→ **TEXTE DE LECTURE**:
Nous vivons à l’ère d’une féroce contradiction : celle de l’opposition entre le désir du gouvernement de miser sur développement immobilier, bétonnant sans relâche notre territoire microscopique, et la réalité des événements climatiques qui nous rappellent de plus en plus souvent que les conséquences écologiques, sociales et économiques seront appelées à être de plus en plus dramatiques.
Depuis au moins deux décennies, notre île est tombée sous le charme enivrant de la croissance économique basée sur le développement immobilier. Il pèse certes de manière conséquente dans le panier des investissements bruts directs à en juger par le taux des investissements étrangers dans le Real Estate en 2022 : Rs 15 422 milliards sur un total de Rs 27 658 milliards. C’est une tendance vérifiable depuis plusieurs années. C’est aussi la preuve que nos décideurs ont fait le choix du facile et du court terme ! Incapables de mettre en place les conditions pour faire émerger des industries innovantes et viables qui donneraient un nouvel élan à notre économie, ils se ruent sur la transformation des terres agricoles en zones bétonnées.
L’interview donnée il y a quelques jours par la Chief Executive Officer de Landscope, Naila Hanoomanjee, dans laquelle elle vante la Côte-d’Or Technopole comme un triomphe économique en est une preuve de plus. Malheureusement, le journaliste ne lui a pas demandé son avis sur les risques de dépendance sectorielle et les conséquences écologiques. Elle a donc superbement ignoré ces aspects. Elle est dans son rôle : celui d’exécuter une promesse du gouvernement annoncée dans le discours budgétaire de 2020-2021.

→ **CONSIGNE**:
Pourriez-vous prolonger le texte sur le développement immobilier de l'île au-delà de sa dernière phrase ? Les lignes n'ont aucun rôle ici.

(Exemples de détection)
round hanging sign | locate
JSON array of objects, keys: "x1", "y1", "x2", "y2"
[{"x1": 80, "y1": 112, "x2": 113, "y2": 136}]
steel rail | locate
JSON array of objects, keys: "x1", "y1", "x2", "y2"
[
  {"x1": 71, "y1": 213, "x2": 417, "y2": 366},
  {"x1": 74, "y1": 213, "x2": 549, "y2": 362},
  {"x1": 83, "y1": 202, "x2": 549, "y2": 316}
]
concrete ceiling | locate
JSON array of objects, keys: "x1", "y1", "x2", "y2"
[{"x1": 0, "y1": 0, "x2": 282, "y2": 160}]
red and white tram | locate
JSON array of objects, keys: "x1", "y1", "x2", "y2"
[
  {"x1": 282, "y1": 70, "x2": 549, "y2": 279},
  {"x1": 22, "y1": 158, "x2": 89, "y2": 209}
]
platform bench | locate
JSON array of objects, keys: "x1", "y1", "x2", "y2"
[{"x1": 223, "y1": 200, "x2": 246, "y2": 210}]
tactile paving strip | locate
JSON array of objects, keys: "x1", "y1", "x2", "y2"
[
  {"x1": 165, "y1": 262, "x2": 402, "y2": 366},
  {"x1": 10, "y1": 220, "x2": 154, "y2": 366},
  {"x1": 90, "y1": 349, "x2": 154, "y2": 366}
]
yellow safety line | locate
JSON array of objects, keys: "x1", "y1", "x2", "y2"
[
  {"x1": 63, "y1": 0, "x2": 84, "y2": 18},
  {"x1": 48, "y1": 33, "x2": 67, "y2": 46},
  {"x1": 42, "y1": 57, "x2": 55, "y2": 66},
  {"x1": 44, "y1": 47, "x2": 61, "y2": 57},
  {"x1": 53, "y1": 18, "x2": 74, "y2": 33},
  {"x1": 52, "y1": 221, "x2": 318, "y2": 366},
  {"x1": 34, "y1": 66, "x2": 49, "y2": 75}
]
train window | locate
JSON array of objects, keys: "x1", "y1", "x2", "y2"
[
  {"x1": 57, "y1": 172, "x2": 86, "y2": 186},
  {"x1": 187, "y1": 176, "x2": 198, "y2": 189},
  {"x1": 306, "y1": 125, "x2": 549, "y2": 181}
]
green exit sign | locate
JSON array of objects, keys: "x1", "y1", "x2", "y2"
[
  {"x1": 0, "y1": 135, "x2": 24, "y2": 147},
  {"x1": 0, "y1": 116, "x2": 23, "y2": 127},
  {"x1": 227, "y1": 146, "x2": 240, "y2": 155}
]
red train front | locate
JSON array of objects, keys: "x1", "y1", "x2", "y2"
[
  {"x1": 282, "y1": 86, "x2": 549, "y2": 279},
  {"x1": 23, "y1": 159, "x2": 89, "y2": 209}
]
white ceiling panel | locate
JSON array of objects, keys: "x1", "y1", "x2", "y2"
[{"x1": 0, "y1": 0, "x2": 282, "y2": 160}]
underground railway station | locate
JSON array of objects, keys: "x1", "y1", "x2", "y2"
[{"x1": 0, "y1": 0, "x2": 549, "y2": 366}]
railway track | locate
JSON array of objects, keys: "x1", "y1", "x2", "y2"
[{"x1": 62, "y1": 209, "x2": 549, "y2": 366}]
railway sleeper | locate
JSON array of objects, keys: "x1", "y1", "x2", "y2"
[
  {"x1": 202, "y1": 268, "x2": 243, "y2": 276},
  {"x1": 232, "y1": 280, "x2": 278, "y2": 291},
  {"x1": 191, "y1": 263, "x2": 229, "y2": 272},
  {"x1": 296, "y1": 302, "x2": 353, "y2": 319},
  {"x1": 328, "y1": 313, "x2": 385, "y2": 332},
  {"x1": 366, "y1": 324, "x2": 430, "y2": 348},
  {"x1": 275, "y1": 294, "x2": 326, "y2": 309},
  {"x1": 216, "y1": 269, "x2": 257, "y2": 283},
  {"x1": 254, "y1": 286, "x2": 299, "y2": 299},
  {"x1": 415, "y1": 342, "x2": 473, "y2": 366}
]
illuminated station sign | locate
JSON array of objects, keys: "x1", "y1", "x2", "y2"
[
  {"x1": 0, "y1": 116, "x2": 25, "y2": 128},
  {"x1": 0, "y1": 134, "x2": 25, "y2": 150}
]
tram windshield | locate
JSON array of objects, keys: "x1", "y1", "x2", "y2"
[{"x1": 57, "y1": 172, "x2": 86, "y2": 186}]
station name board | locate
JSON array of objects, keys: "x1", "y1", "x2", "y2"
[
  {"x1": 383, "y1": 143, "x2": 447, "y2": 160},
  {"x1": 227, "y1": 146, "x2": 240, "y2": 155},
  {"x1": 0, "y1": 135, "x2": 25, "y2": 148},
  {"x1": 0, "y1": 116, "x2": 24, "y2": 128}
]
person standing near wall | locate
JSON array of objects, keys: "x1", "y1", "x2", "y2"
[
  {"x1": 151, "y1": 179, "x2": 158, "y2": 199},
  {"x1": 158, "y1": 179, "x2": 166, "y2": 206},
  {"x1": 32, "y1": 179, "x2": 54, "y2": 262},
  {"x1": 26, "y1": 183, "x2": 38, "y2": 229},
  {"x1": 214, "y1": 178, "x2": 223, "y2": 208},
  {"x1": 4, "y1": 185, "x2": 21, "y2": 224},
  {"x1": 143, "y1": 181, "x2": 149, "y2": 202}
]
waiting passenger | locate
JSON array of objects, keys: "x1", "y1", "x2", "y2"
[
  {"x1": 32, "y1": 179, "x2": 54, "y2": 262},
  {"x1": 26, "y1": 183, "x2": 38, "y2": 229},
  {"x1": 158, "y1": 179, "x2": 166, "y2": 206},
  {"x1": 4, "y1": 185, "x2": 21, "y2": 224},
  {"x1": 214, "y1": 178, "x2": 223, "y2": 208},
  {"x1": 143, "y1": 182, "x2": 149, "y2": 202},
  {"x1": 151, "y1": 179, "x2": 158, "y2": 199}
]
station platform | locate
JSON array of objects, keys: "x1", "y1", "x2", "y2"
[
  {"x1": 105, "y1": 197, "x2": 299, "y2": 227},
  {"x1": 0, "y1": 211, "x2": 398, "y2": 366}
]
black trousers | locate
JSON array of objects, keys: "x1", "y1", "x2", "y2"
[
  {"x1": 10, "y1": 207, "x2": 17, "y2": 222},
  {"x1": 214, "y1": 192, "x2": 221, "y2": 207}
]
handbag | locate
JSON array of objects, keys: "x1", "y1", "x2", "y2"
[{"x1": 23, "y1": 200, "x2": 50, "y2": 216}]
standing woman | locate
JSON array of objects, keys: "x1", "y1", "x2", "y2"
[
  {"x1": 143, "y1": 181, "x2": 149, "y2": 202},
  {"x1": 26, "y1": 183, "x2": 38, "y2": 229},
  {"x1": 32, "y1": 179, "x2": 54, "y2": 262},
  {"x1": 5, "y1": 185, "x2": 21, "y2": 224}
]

→ **CORRIGÉ**:
Cependant, derrière le récit triomphant, une analyse politique et économique critique mérite d’être posée. Sur le plan économique, faire reposer trop fortement la croissance économique du pays sur l’immobilier peut s’avérer dangereux : montée de l’endettement – public ou privé –, création d’une bulle sur les prix, détournement de ressources financières ou humaines qui auraient pu être affectées à des secteurs plus productifs à long terme, etc. La Banque mondiale elle-même a mis en avant dans certains rapports ces difficultés auxquelles ont été confrontées certaines économies trop dépendantes du secteur immobilier.
Les ambitieux chiffres annoncés sur la création d’emplois sont trompeurs. Les questions sont nombreuses sur la réalité de ces emplois à long terme, sur le recours massif à la main-d’oeuvre étrangère, sur la formation nécessaire et la répartition équitable des opportunités. Est-il vraiment judicieux d’orienter nos jeunes vers ces emplois de la construction, où ils sont de plus en plus concurrencés par la main-d’oeuvre étrangère à bas coût ? Ne serait-il pas plus intéressant pour eux comme pour le pays de les préparer aux défis de demain dans les secteurs des services, ou de l’informatique ou de l’intelligence artificielle qui inonde le monde ? Mais il est vrai que cela suppose une vraie politique d’amélioration de l’éducation, sur le long terme…
Par ailleurs, nous ne pouvons pas passer outre que les développements immobiliers d’une telle envergure exercent en général des pressions sur le marché local. L’augmentation des coûts de construction, comme si bien mentionné dans l’interview, contribue à une hausse des prix immobiliers, excluant potentiellement une partie de la population locale de l’accès au logement. Les initiatives telles que les Smart Cities, bien que visant à stimuler le marché, peuvent également contribuer à intensifier les inégalités.
Enfin, l’impact écologique de ce développement immobilier est totalement négligé alors que ces dernières semaines les aléas climatiques nous ont encore rappelé notre vulnérabilité. Les inondations à Souillac et celles de la route St-Jean à Quatre-Bornes exposent au grand jour le désastre d’une absence totale de réflexion sur l’aménagement du territoire.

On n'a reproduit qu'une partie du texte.